** Opening Passage for review block **

To gain more insight in the characteristics of the transformation space, we focus on those areas of the space that are close to the absolute minimum. For example, in figure 3, the areas that are within 3% of the minimum are depicted for matrix-vector multiplication on three commodity processors. For a full discussion consult [10, 15].

Across the figures we observe a wide variety of behaviour. We see that the minima on the HP cluster around a small unroll factor while the Pentium II has a very scattered set of minima whose number is highly dependent on data size. The behaviour of the R4000 is also highly dependent on data size, with the majority of near minimal points occurring around a unroll factor of 8 for small data sizes and with a large area of minima occurring for the larger data size. We can also observe lines of minima spreading out, converging at the origin.

From the results discussed in [10, 15] we can conclude that the best transformations for a particular program are highly dependent on the underlying architecture, data sizes and program structure. If static techniques are to find the local minima, they need to model program/processor interaction extremely closely. Such a model would be very close to a cycle level accurate simulator. Given the difficulty of statically finding the minima, the next section considers the use of iterative compilation to search through the transformation space in order to find the best combination of transformations.



Figure 3: Areas close to the minimum

### 5 Iterative Compilation

To deal with the problems discussed in the previous section, the OCEANS project is concerned with searching the transformation space for the best optimization. In this section we discuss how search techniques are applied at the high level and the low level. We also discuss a genetic algorithm approach.

### 5.1 High level searching

Our compiler algorithm, presented below, searches for the best transformation, by sampling the transformation space and measuring execution times. Although this approach could potentially be prohibitively expensive, we show that good performance can be achieved by evaluating only a very small percentage of the transformation space. The resulting compilation times are small enough to

#### 5.1.1 Search Algorithm

The algorithm used in the feasibility study is grid based. It can be briefly described as follows.

- 1. First, define a coarse grid on the search space.
- 2. Evaluate all points on this grid by generating the transformed programs and executing them.
- 3. Find the point with minimum execution time and all points that are within an allowable distance from this minimum (10%, say). Order these points in a priority queue.

** Closing Passage for review block **
** Opening Record extracts block **

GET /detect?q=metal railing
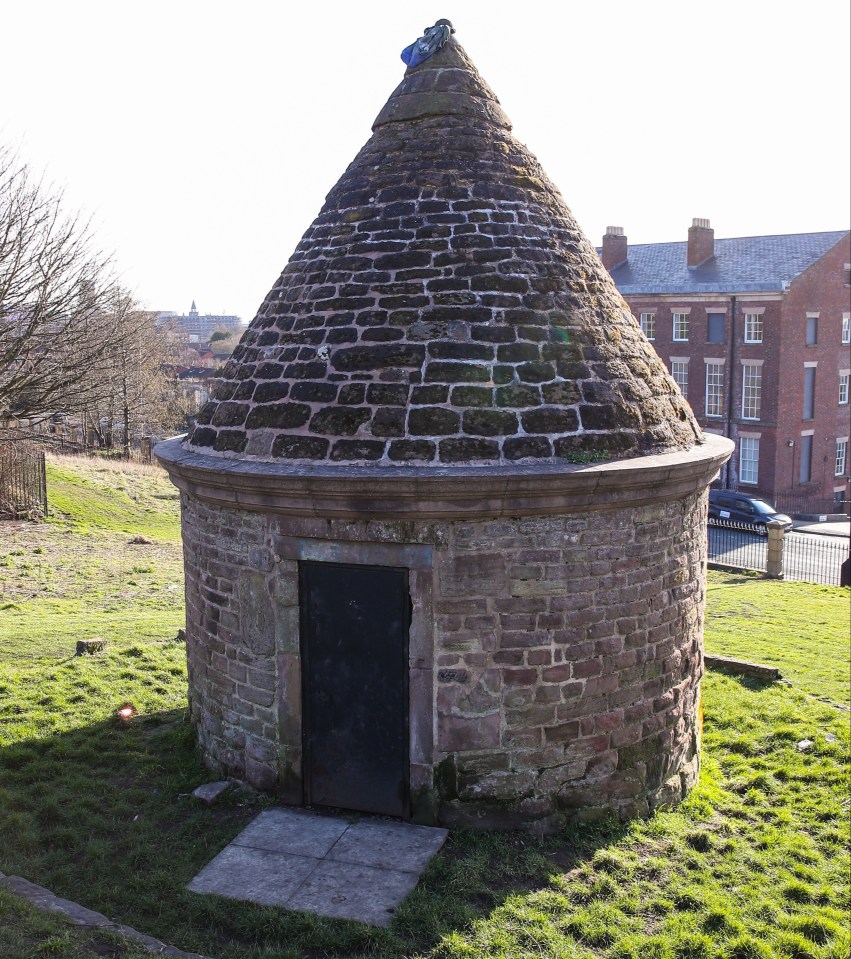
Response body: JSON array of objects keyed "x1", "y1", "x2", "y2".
[
  {"x1": 0, "y1": 435, "x2": 47, "y2": 519},
  {"x1": 783, "y1": 533, "x2": 851, "y2": 586},
  {"x1": 707, "y1": 521, "x2": 851, "y2": 586},
  {"x1": 708, "y1": 520, "x2": 768, "y2": 573},
  {"x1": 774, "y1": 493, "x2": 851, "y2": 516}
]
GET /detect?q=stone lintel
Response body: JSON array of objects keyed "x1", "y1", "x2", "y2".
[{"x1": 155, "y1": 434, "x2": 734, "y2": 521}]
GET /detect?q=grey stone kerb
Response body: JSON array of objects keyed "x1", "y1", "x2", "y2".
[{"x1": 155, "y1": 434, "x2": 734, "y2": 520}]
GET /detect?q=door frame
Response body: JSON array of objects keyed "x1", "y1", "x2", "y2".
[
  {"x1": 274, "y1": 536, "x2": 436, "y2": 825},
  {"x1": 298, "y1": 560, "x2": 413, "y2": 819}
]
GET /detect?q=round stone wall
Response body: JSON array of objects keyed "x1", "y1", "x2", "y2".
[{"x1": 158, "y1": 440, "x2": 729, "y2": 830}]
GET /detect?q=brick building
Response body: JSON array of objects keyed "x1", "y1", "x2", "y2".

** Closing Record extracts block **

- **Task instructions**: Revise the passage on iterative compilation by rewriting everything from "Our compiler algorithm, presented" down to "described as follows.", with "feasibility study" changed to "pilot study".

- **Exercise solution**:
Our compiler algorithm, presented below, searches for the best transformation, by sampling the transformation space and measuring execution times. Although this approach could potentially be prohibitively expensive, we show that good performance can be achieved by evaluating only a very small percentage of the transformation space. The resulting compilation times are small enough to

#### 5.1.1 Search Algorithm

The algorithm used in the pilot study is grid based. It can be briefly described as follows.